[Start]

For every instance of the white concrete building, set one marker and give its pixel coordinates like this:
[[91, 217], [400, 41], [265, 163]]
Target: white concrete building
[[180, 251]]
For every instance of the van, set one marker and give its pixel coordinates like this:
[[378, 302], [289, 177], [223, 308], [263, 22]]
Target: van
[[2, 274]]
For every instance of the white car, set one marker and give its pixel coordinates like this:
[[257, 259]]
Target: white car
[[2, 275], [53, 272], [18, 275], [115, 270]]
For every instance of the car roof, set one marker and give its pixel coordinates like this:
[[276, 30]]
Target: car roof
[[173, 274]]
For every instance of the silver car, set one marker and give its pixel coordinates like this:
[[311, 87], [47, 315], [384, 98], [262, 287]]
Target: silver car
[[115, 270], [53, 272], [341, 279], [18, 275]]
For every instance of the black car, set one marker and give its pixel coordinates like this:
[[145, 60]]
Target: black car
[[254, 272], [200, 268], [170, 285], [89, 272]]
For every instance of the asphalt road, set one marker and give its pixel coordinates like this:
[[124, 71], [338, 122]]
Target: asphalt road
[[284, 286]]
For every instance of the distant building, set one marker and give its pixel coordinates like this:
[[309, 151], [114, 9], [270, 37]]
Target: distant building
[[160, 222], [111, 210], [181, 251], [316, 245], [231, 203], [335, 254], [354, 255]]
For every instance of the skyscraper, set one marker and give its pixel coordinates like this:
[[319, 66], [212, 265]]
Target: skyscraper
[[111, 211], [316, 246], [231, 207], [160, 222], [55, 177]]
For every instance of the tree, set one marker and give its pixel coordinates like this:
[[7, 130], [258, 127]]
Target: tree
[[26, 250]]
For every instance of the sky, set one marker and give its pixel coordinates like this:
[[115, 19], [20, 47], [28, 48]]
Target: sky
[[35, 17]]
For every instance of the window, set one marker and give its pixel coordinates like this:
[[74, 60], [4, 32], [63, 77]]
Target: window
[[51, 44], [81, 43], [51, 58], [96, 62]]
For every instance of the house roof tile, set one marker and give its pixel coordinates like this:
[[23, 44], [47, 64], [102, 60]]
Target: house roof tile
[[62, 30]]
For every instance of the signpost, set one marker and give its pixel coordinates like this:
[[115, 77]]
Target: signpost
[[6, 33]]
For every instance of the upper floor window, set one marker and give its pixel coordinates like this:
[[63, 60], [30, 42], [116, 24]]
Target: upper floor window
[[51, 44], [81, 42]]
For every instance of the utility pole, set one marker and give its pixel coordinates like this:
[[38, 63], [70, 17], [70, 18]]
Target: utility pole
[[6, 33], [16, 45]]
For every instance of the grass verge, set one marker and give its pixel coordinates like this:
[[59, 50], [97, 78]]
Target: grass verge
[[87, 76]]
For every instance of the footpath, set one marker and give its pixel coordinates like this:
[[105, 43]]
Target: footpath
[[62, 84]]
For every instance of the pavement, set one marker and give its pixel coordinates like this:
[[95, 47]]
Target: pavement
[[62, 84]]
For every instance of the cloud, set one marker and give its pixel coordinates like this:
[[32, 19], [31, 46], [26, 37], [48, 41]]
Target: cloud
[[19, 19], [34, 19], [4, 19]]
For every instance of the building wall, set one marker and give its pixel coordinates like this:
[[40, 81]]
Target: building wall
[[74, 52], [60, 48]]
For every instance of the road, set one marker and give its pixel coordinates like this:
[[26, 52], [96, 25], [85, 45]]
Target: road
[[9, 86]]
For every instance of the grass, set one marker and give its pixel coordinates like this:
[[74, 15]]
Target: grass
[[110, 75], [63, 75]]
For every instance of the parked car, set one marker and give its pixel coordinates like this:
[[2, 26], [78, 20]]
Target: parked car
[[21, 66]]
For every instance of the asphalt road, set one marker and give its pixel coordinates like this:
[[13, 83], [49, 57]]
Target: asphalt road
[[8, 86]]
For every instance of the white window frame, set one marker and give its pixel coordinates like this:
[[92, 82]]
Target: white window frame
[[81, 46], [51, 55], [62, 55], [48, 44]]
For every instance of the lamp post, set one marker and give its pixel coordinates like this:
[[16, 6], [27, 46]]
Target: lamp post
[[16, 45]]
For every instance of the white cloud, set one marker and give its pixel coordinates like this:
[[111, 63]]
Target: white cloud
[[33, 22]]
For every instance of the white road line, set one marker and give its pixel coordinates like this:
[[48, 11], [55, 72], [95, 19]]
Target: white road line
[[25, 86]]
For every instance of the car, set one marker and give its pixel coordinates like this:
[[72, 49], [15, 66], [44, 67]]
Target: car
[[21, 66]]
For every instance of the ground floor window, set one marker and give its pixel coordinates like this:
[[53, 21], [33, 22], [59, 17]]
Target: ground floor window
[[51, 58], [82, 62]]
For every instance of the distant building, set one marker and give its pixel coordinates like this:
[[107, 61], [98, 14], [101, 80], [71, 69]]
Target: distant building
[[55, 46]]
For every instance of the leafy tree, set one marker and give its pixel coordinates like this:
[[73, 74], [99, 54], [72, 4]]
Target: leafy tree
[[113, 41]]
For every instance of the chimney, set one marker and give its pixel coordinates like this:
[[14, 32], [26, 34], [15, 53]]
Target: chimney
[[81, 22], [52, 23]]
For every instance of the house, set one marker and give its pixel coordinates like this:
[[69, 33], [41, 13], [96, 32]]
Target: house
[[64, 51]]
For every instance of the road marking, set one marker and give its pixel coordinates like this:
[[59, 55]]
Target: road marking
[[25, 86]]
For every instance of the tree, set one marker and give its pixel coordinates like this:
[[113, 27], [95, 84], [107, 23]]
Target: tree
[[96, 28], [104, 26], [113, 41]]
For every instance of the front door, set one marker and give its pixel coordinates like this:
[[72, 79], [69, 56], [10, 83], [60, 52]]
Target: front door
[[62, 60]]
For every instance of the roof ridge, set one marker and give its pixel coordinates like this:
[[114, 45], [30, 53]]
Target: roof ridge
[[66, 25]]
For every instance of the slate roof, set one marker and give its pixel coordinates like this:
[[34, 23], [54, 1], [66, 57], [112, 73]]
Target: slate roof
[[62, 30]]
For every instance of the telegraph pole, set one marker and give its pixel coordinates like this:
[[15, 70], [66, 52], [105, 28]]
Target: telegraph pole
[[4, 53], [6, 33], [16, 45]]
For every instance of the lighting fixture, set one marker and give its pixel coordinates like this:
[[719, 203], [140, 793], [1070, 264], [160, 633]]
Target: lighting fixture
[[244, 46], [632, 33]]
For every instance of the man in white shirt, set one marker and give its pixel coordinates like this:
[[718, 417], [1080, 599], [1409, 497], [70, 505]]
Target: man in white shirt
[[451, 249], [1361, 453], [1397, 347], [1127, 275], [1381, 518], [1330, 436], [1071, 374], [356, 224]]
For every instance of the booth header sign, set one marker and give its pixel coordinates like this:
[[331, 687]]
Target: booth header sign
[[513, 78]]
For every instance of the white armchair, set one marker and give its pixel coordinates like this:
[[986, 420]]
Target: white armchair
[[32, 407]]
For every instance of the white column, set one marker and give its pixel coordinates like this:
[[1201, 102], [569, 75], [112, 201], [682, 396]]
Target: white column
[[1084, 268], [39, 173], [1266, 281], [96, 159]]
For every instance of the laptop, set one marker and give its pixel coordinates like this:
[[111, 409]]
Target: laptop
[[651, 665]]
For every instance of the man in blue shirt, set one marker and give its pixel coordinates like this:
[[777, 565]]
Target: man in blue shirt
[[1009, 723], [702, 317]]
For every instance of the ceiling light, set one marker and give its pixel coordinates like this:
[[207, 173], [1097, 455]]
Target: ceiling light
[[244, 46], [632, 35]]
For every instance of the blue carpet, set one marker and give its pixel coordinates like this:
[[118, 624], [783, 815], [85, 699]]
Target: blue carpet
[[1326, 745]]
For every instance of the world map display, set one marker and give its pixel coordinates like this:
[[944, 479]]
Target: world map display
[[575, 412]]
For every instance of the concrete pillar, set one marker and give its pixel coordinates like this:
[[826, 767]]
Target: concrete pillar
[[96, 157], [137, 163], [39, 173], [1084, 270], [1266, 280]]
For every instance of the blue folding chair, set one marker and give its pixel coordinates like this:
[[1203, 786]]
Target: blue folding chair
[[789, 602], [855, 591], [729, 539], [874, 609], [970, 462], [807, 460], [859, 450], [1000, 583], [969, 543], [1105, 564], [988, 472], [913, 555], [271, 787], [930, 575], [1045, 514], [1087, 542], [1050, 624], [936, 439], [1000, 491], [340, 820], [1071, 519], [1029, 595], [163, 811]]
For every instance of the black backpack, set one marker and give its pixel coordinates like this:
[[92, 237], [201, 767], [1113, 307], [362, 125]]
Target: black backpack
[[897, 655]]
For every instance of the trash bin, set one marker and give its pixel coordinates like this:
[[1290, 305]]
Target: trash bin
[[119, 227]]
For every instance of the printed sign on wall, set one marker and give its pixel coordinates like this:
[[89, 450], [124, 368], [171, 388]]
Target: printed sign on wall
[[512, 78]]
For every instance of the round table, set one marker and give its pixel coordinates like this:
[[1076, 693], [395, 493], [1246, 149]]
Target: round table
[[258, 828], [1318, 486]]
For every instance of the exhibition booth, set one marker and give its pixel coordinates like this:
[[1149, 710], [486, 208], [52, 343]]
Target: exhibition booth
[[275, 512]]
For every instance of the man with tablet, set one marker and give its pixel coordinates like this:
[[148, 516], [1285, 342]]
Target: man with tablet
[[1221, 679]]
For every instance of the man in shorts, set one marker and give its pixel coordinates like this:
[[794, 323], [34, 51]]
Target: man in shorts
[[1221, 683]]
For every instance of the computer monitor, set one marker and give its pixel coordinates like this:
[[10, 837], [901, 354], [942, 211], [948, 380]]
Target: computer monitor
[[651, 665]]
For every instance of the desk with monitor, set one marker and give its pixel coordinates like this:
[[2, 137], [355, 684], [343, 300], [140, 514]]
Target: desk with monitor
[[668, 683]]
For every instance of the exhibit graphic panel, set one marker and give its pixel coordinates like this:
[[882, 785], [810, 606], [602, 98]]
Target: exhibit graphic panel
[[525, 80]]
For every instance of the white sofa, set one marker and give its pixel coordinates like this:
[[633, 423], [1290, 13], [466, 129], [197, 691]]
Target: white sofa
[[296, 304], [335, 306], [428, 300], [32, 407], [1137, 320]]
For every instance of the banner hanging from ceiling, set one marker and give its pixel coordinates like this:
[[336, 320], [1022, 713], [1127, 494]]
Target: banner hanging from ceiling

[End]

→ Given problem: Reproduce only the lines running from the one with "For every instance of the desk" through the final line of the listing above, both ends included.

→ Answer below:
For every instance of the desk with monitor, set one marker and give its pixel coordinates like this:
[[2, 137], [355, 684], [343, 300], [140, 514]]
Target: desk with monitor
[[668, 683]]
For every instance of the exhibit graphic panel, set one marker and give its pixel coordinates like this:
[[882, 785], [810, 606], [602, 98]]
Target: exhibit graphic panel
[[525, 80]]
For every instance of the white sofa, set one marker and give its pixel coordinates like this:
[[633, 423], [1290, 13], [466, 129], [197, 691]]
Target: white sofa
[[296, 304], [335, 306], [428, 300], [32, 407], [1137, 320]]
For every instance of the banner hanging from ceiling, set one marker and give its pixel coordinates like this:
[[336, 320], [1022, 713], [1127, 494]]
Target: banner hanging from ceiling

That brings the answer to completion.